Задание 1:
Измените записи, начиная со строки с «wispy cloud with one point per instance.» и до конца записей включительно: замените «thin wispy cloud» на «faint wispy cloud», а всё остальное оставьте без изменений.

Исходный текст:
'''

Но Редер настаивал, и в конце концов оба юриста пришли к соглашению: всякий раз перед разговором (но отнюдь не допросом!) с Канарисом Редер будет составлять список вопросов и показывать его Крелю. Тот, кстати, порой и сам присутствовал при беседах с адмиралом, всякий раз удивляясь, как резко тот стал сдавать.
Действительно, последние события надломили его. Адмирал словно впал в летаргию, он не способен был ни на какое решительное действие. Однако инстинкт самосохранения в нем еще не угас, и Ка-нарис держался на беседах-допросах одной линии: он все отрицал. Нет, он не разрешал вести разведку на территории рейха. Нет, он никогда не позволял своим подчиненным роскошествовать. Как руководитель абвера, он всегда требовал от господина До-наньи и других офицеров строгих финансовых отчетов. Нет, Бонхеффер не был полноправным агентом. В абвере вообще нет церковной разведки.
* * *
Впрочем, такая позиция не красила Канариса. Арестованные товарищи не понимали его. Записки, тайно переданные ими, взывали о помощи — он оставался глух и нем.
Советник юстиции граф фон дер Гольц, когда-то помогавший Канарису защитить Фрича, просил адмирала о содействии — ведь Редер старается доказать виновность не столько конкретных людей, арестованных им, сколько всего ведомства, и прежде всего самого Канариса. В частности, от Донаньи пытаются получить улики против абвера, как такового, и его шефа.
Однако адмирал держался неприступно, хотя по его просьбе узникам и посылали записки, подбадривая их. Фрау фон Донаньи, которую в конце концов выпустили из тюрьмы, вспоминала: «Канарис уверял моего мужа, что сделал все возможное. Мой муж до последнего момента считал иначе».
В общем, адмирал своей бездеятельностью затягивал петлю на собственной шее, не говоря уж об арестованных. И пожалуй, участь и узников, и самого Канариса была бы решена еще тем летом, не вмешайся в это дело несколько решительных офицеров абвера.

'''

(Записи с разметкой точками)

'''

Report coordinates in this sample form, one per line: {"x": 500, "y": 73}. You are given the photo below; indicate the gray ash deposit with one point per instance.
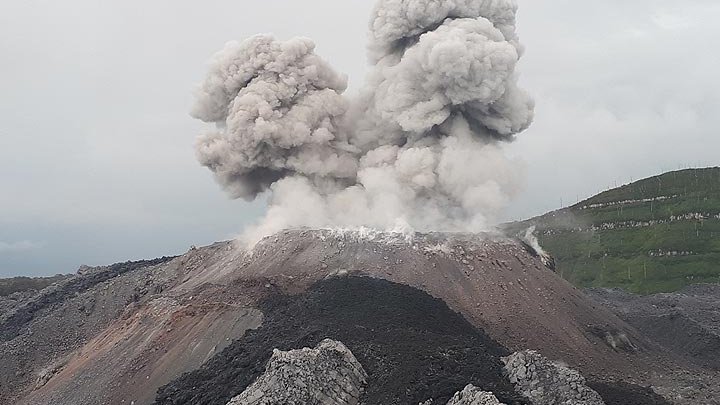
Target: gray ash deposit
{"x": 412, "y": 346}
{"x": 122, "y": 338}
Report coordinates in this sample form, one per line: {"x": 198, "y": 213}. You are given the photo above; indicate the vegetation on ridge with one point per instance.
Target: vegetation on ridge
{"x": 654, "y": 235}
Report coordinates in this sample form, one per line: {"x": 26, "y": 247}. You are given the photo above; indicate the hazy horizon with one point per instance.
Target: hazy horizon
{"x": 96, "y": 144}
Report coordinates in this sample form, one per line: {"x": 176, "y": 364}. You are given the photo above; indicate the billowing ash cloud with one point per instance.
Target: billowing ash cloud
{"x": 277, "y": 106}
{"x": 418, "y": 148}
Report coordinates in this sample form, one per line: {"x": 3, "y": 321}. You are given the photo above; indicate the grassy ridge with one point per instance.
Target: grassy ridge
{"x": 655, "y": 235}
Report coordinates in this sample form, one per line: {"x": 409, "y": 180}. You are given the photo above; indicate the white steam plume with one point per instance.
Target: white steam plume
{"x": 419, "y": 148}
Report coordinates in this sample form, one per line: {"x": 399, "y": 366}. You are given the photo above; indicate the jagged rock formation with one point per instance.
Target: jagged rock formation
{"x": 473, "y": 396}
{"x": 412, "y": 346}
{"x": 326, "y": 375}
{"x": 548, "y": 383}
{"x": 118, "y": 333}
{"x": 470, "y": 395}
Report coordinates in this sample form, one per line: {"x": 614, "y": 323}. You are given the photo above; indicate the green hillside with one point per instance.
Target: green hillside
{"x": 654, "y": 235}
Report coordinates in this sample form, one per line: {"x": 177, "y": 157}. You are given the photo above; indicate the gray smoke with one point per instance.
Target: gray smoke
{"x": 418, "y": 149}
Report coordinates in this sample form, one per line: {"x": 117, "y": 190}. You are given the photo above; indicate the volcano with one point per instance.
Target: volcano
{"x": 424, "y": 314}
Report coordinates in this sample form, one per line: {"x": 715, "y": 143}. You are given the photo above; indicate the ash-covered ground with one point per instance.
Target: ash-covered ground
{"x": 121, "y": 332}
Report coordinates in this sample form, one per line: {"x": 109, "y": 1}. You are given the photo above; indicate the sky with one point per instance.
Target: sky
{"x": 96, "y": 144}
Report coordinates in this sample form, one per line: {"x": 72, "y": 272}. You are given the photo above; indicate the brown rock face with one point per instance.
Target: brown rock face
{"x": 196, "y": 304}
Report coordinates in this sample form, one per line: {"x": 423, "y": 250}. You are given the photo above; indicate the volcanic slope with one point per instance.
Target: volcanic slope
{"x": 686, "y": 322}
{"x": 152, "y": 322}
{"x": 412, "y": 346}
{"x": 654, "y": 235}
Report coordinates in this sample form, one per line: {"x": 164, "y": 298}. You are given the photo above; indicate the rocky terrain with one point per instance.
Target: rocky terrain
{"x": 686, "y": 323}
{"x": 424, "y": 315}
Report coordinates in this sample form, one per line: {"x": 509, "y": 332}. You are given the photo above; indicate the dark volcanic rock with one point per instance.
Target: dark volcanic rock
{"x": 412, "y": 346}
{"x": 686, "y": 322}
{"x": 12, "y": 322}
{"x": 626, "y": 394}
{"x": 328, "y": 374}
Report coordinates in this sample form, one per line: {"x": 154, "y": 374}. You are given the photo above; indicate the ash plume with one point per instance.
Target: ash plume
{"x": 419, "y": 148}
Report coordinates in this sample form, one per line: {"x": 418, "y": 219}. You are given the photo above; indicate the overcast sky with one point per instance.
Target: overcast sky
{"x": 96, "y": 144}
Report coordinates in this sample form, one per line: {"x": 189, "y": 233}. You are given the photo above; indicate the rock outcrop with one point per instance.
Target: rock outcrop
{"x": 326, "y": 375}
{"x": 548, "y": 383}
{"x": 472, "y": 395}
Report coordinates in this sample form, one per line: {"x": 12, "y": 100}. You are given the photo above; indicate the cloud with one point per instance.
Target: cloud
{"x": 21, "y": 246}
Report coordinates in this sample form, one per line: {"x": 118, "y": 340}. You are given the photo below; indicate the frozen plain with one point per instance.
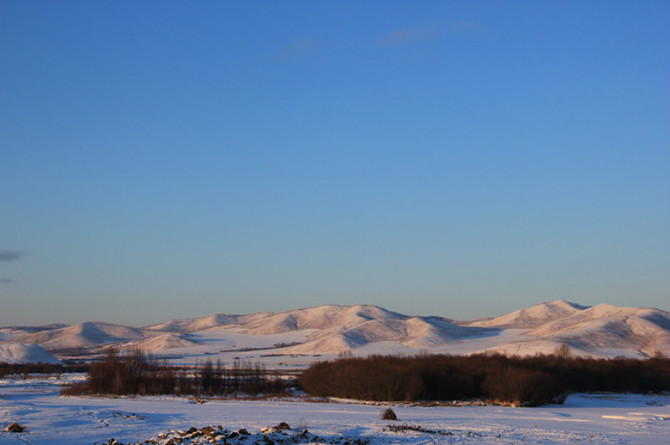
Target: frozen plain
{"x": 584, "y": 418}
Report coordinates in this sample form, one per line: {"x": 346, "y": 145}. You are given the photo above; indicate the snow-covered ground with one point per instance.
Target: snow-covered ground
{"x": 584, "y": 418}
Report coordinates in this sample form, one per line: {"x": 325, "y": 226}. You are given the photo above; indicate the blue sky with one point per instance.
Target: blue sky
{"x": 465, "y": 159}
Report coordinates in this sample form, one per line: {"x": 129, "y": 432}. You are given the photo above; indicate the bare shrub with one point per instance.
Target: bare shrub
{"x": 388, "y": 414}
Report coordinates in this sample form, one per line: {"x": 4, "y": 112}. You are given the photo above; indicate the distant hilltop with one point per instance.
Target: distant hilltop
{"x": 304, "y": 335}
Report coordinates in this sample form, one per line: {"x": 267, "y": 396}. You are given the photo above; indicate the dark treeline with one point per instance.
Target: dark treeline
{"x": 38, "y": 368}
{"x": 529, "y": 381}
{"x": 138, "y": 373}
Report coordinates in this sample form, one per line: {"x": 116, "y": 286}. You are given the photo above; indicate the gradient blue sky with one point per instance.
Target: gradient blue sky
{"x": 464, "y": 159}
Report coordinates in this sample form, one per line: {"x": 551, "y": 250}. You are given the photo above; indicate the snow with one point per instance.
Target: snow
{"x": 584, "y": 418}
{"x": 301, "y": 336}
{"x": 22, "y": 353}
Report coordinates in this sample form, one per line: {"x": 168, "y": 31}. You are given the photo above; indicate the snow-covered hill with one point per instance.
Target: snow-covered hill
{"x": 81, "y": 336}
{"x": 299, "y": 335}
{"x": 22, "y": 353}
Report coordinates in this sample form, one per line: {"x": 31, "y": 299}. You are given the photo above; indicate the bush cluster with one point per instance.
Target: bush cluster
{"x": 137, "y": 373}
{"x": 38, "y": 368}
{"x": 530, "y": 381}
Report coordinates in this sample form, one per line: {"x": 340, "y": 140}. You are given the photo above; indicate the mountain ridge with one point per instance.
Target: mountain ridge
{"x": 330, "y": 330}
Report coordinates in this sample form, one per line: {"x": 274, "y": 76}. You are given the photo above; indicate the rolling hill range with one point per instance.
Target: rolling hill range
{"x": 300, "y": 336}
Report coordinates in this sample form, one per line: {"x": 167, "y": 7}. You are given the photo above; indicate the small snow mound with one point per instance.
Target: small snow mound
{"x": 22, "y": 353}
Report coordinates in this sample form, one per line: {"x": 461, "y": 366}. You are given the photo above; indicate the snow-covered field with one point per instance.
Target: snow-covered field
{"x": 584, "y": 418}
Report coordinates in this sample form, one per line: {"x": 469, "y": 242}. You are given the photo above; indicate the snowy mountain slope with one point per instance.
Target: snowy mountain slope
{"x": 329, "y": 330}
{"x": 606, "y": 326}
{"x": 22, "y": 353}
{"x": 532, "y": 317}
{"x": 82, "y": 335}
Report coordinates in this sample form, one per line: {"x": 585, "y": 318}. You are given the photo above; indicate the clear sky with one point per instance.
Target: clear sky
{"x": 165, "y": 159}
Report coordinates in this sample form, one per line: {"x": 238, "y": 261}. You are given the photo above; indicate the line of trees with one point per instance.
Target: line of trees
{"x": 529, "y": 381}
{"x": 38, "y": 368}
{"x": 138, "y": 373}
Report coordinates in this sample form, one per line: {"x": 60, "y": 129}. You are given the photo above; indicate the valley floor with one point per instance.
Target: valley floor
{"x": 584, "y": 418}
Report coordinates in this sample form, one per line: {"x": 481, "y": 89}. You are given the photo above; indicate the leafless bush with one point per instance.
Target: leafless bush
{"x": 388, "y": 414}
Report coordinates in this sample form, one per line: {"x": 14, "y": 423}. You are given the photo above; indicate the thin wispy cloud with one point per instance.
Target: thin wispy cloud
{"x": 10, "y": 255}
{"x": 300, "y": 47}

'''

Задание 2:
Воспроизведите полностью и дословно текст об адмирале Канарисе.

Ответ 1:
Report coordinates in this sample form, one per line: {"x": 14, "y": 423}. You are given the photo above; indicate the faint wispy cloud with one point per instance.
Target: faint wispy cloud
{"x": 10, "y": 255}
{"x": 300, "y": 47}

Ответ 2:
Но Редер настаивал, и в конце концов оба юриста пришли к соглашению: всякий раз перед разговором (но отнюдь не допросом!) с Канарисом Редер будет составлять список вопросов и показывать его Крелю. Тот, кстати, порой и сам присутствовал при беседах с адмиралом, всякий раз удивляясь, как резко тот стал сдавать.
Действительно, последние события надломили его. Адмирал словно впал в летаргию, он не способен был ни на какое решительное действие. Однако инстинкт самосохранения в нем еще не угас, и Ка-нарис держался на беседах-допросах одной линии: он все отрицал. Нет, он не разрешал вести разведку на территории рейха. Нет, он никогда не позволял своим подчиненным роскошествовать. Как руководитель абвера, он всегда требовал от господина До-наньи и других офицеров строгих финансовых отчетов. Нет, Бонхеффер не был полноправным агентом. В абвере вообще нет церковной разведки.
* * *
Впрочем, такая позиция не красила Канариса. Арестованные товарищи не понимали его. Записки, тайно переданные ими, взывали о помощи — он оставался глух и нем.
Советник юстиции граф фон дер Гольц, когда-то помогавший Канарису защитить Фрича, просил адмирала о содействии — ведь Редер старается доказать виновность не столько конкретных людей, арестованных им, сколько всего ведомства, и прежде всего самого Канариса. В частности, от Донаньи пытаются получить улики против абвера, как такового, и его шефа.
Однако адмирал держался неприступно, хотя по его просьбе узникам и посылали записки, подбадривая их. Фрау фон Донаньи, которую в конце концов выпустили из тюрьмы, вспоминала: «Канарис уверял моего мужа, что сделал все возможное. Мой муж до последнего момента считал иначе».
В общем, адмирал своей бездеятельностью затягивал петлю на собственной шее, не говоря уж об арестованных. И пожалуй, участь и узников, и самого Канариса была бы решена еще тем летом, не вмешайся в это дело несколько решительных офицеров абвера.